*Task directions*. When you return the data, keep each character exactly as it appears.

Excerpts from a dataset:
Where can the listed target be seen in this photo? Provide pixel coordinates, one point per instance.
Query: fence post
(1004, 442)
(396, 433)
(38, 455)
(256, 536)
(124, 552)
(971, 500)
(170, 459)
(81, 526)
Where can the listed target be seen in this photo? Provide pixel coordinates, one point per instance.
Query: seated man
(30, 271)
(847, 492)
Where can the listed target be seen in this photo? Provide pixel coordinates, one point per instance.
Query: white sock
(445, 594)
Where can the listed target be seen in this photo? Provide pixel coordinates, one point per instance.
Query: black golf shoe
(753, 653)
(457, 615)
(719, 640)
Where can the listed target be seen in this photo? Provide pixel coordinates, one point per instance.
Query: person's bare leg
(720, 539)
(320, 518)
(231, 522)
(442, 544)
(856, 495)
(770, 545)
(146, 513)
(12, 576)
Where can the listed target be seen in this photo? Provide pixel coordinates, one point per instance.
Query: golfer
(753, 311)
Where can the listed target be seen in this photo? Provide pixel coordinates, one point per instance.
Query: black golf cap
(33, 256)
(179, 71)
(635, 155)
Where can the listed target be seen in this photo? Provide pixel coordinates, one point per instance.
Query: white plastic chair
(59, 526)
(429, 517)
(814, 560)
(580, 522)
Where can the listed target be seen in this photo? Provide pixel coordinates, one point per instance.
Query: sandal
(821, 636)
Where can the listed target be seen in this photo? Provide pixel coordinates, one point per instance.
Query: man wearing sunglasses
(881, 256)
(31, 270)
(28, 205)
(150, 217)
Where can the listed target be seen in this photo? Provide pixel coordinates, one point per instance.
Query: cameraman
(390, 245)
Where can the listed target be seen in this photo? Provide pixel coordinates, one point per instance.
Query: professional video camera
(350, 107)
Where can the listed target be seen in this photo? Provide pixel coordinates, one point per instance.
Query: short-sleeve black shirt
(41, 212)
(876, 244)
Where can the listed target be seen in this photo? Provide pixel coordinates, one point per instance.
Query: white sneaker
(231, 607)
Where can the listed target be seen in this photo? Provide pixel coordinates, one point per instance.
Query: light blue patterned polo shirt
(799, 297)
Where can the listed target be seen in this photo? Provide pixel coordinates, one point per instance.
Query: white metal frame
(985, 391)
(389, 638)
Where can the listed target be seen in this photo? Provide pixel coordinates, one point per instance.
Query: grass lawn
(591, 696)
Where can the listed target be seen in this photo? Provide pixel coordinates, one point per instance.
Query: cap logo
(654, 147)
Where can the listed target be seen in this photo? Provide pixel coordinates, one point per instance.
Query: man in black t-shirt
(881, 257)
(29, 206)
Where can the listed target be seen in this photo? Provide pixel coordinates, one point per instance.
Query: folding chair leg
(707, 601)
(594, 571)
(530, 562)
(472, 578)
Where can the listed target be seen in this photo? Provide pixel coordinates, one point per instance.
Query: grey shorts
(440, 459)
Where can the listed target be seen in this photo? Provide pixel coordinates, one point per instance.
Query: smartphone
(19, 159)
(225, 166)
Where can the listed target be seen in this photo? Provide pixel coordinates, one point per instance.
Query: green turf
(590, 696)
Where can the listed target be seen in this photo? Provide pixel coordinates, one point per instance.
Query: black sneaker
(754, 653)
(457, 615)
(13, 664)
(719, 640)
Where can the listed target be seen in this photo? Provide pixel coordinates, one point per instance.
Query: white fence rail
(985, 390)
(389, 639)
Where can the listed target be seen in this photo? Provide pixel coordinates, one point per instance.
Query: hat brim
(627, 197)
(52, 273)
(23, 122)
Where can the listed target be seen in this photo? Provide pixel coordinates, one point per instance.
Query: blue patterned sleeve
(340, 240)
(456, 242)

*Exercise answer*.
Where can the listed target be seen in this photo? Provide pixel coordinates, one point per instance.
Query: fence post
(1004, 442)
(396, 433)
(38, 455)
(256, 536)
(124, 552)
(971, 500)
(170, 459)
(81, 526)
Where can the listed target be seen in this photo? Provide pixel coordinates, one point per instance.
Query: seated man
(30, 271)
(847, 492)
Where can the listed target be seen in this photo? Provide pixel coordinates, one point per instance.
Query: white sock
(445, 594)
Where can the listed target be seen in this photo? Provide pixel coordinates, one point per instance.
Query: black golf shoe
(753, 653)
(457, 615)
(719, 640)
Where can the listed target be seen in this photo? Provide pixel coordinates, one point per instance.
Query: person's bare leg
(720, 539)
(320, 518)
(231, 522)
(442, 544)
(856, 495)
(770, 545)
(146, 513)
(12, 576)
Where can the listed target be seen in this photo? Provide pixel coordinates, one point per instance.
Query: golfer
(753, 311)
Where can the listed target be seen in this photo? Provide pixel coordinates, one point per instance.
Query: black golf cap
(33, 256)
(179, 71)
(635, 155)
Where can the listed target be seen in this photo? Provide pixel coordinates, one point per instance.
Query: white plastic chair
(59, 526)
(429, 517)
(814, 560)
(580, 522)
Where can the listed target be seen in this photo? Provide pixel coordinates, one point per instance.
Query: sandal
(821, 636)
Where can the listed target be seen in this photo? Provide pixel coordinates, one point per instance.
Query: man wearing sunglasses
(881, 256)
(31, 270)
(28, 205)
(150, 217)
Where can the listed target be seen in this photo? Provide pixel coordinates, one point per instance.
Query: cameraman
(390, 245)
Where can the listed target be seen in this photo? Provide pixel coordinates, one point per instance.
Query: professional video camera
(350, 107)
Where can the listed target be seen in this photo? Provide pixel coordinates, one point per instance.
Query: short-sleeve black shirt
(41, 212)
(876, 244)
Where can the listed target be seen in this photo? Provide pixel coordinates, one point per instance.
Query: white sneaker
(231, 607)
Where can the listed target be seen in this photo? Provide pixel coordinates, one point per instance.
Query: light blue patterned polo shirt
(799, 297)
Where can the listed target be seen in this photo? Provide pixel coordinates, one point per instance.
Query: white metal frame
(985, 391)
(389, 638)
Where can the listed target be seen in this photo? Provide pixel coordinates, one point per instance.
Query: grass lawn
(591, 696)
Where can the listed target be seen in this photo? Provide pixel coordinates, one point per instance.
Query: cap logo
(654, 147)
Where can the listed target be seen in this photo? Provide pixel coordinates, one point per instance.
Query: man in black t-shirt
(881, 257)
(29, 206)
Where can the listed target be seen in this photo? Provide pixel coordinates, one point per instance.
Query: folding chair leg
(707, 601)
(594, 571)
(530, 562)
(472, 578)
Where can the listed target be seen in this photo? Provide pixel coordinates, one point per instance.
Query: grey shorts
(440, 459)
Where can the listed target be seen in this photo? Provide pixel coordinates, one point per instance.
Query: smartphone
(19, 159)
(225, 166)
Where can the listed target be seen in this photo? Provide pixel coordinates, one point per instance.
Query: green turf
(590, 696)
Where can the listed target be seen in this photo? Provide pixel coordinates, one point per instance.
Query: black sneaker
(754, 653)
(457, 615)
(13, 664)
(719, 640)
Where can the listed target be seen in this photo? Provide pixel coordinates, one point per instance.
Query: white fence rail
(985, 390)
(389, 639)
Where can the listed target be seen in this photo? Provide pixel coordinates, one point per instance.
Query: hat brim
(627, 197)
(52, 273)
(23, 122)
Where can the listed target be seen in this photo? Provide pixel coordinates, one point per instance.
Query: blue patterned sleeve
(340, 240)
(456, 242)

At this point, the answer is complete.